**Aim of the exercise:**
All of the data below must be reproduced word for word, but without its images.

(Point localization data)
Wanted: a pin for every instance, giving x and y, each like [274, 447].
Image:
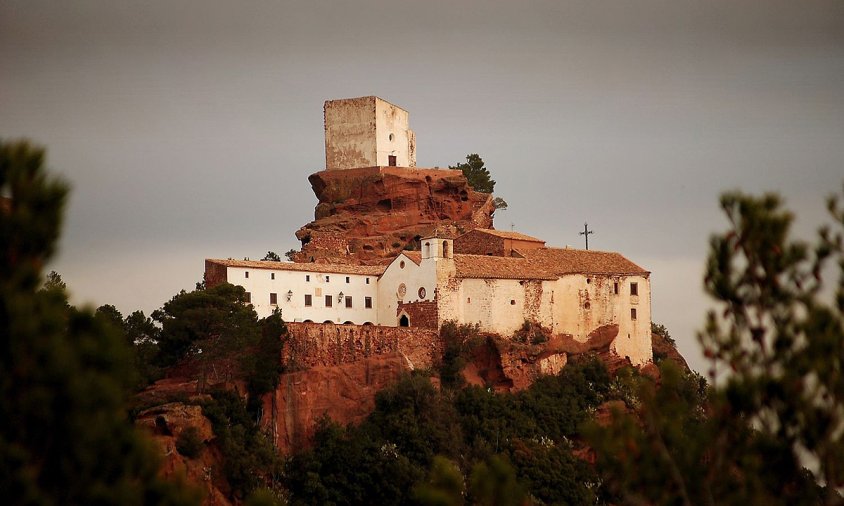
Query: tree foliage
[475, 172]
[64, 434]
[770, 429]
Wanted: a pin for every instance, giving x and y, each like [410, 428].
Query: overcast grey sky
[188, 128]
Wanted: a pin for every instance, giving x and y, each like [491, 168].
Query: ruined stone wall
[422, 314]
[326, 344]
[215, 274]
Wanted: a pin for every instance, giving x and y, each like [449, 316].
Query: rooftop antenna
[586, 233]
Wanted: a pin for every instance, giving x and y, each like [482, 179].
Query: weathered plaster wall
[393, 136]
[350, 133]
[325, 344]
[592, 302]
[261, 282]
[413, 277]
[364, 132]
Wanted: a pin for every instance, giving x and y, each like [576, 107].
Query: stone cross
[586, 233]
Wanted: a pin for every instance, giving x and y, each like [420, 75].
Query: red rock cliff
[370, 214]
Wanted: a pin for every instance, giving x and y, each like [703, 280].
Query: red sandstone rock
[346, 393]
[369, 214]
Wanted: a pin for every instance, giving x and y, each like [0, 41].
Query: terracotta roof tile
[509, 235]
[415, 256]
[577, 261]
[370, 270]
[494, 267]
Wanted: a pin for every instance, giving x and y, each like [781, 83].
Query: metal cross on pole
[586, 233]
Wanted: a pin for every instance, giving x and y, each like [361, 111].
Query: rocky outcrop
[368, 215]
[345, 393]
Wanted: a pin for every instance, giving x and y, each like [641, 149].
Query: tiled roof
[415, 256]
[369, 270]
[494, 267]
[509, 235]
[561, 261]
[544, 263]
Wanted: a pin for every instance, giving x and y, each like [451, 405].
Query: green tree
[477, 175]
[64, 434]
[209, 326]
[769, 430]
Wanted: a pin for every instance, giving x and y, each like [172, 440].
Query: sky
[187, 129]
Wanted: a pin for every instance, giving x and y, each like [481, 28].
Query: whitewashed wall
[260, 284]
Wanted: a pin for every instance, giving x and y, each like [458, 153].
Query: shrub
[189, 443]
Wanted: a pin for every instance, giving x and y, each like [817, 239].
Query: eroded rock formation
[369, 215]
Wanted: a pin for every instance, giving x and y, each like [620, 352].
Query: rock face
[346, 393]
[368, 215]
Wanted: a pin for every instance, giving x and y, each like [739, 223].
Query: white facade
[430, 287]
[367, 132]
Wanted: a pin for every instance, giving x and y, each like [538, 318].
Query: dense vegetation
[490, 448]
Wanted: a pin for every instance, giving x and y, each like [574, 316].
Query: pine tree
[64, 433]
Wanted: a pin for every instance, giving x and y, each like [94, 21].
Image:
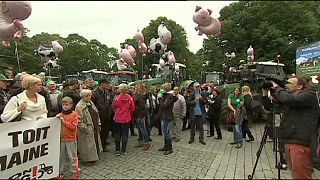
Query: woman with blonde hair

**Response to this task:**
Wanted: a pin for every instance, giving x and y, each like [274, 447].
Image:
Query: tree foliage
[475, 172]
[64, 434]
[770, 429]
Wanted: a pin for every instance, giving x and y, each like [410, 428].
Query: overcast grey sky
[188, 128]
Wanted: a pin for every instance, giving x and y, each like [491, 168].
Query: ruined stone wall
[422, 314]
[326, 344]
[215, 274]
Wanted: a pin for every instance, giving x and y, each like [449, 316].
Query: rooftop antenna
[586, 233]
Wanted: a pin for every instance, giving x and y, each like [482, 179].
Query: weathered plaster wall
[393, 136]
[350, 133]
[325, 344]
[592, 302]
[261, 282]
[413, 277]
[364, 132]
Wanted: a pin for every instance, giving x and y, each like [576, 107].
Query: stone cross
[586, 233]
Wanted: a pin for every instance, giving x and y, each like [420, 75].
Query: red rock cliff
[370, 214]
Wanted: a pin for every instance, giving x and y, each like [703, 280].
Query: red sandstone rock
[346, 393]
[369, 214]
Wanted: a pin for every instance, giving x and y, each like [0, 41].
Query: terracotta roof tile
[509, 235]
[415, 256]
[577, 261]
[370, 270]
[494, 267]
Wanted: a pin for every instance, giving x and y, each like [781, 83].
Query: metal cross on pole
[586, 233]
Wanted: a pin for every instance, giving x and y, each like [361, 111].
Query: rocky outcrop
[368, 215]
[345, 393]
Wanted: a pin for every instance, giving x and y, each like [641, 149].
Query: tiled roof
[415, 256]
[369, 270]
[494, 267]
[509, 235]
[561, 261]
[544, 263]
Wanted: a pin for every instance, giving x and y, each like [451, 405].
Query: green tree
[477, 175]
[64, 434]
[209, 326]
[769, 430]
Wanted: a pin for every instance, giving x and y, each like [172, 440].
Query: sky
[187, 129]
Wanted: a pin for every instance, giving x and y, each like [481, 28].
Query: whitewashed wall
[260, 284]
Wanted: a pin for every instance, giving x and y, each like [458, 153].
Query: shrub
[189, 443]
Wanted: a pin for every instance, giving x and y, each like [817, 239].
Query: eroded rock formation
[369, 215]
Wanted: a pin for every instance, giving x and y, each like [620, 352].
Query: rock face
[346, 393]
[368, 215]
Wanted: a pin for every instance, giving x and y, each like [739, 223].
Query: white facade
[430, 287]
[367, 132]
Wanted: a pin for every instance, giving x and y, each like [538, 318].
Query: dense vegetation
[490, 448]
Wanted: a pin for every instance, giving x and y, each like [574, 316].
Query: pine tree
[64, 433]
Wanted: a pin for every instance, giving x and y, each like [94, 21].
Image:
Query: woman with blonde hair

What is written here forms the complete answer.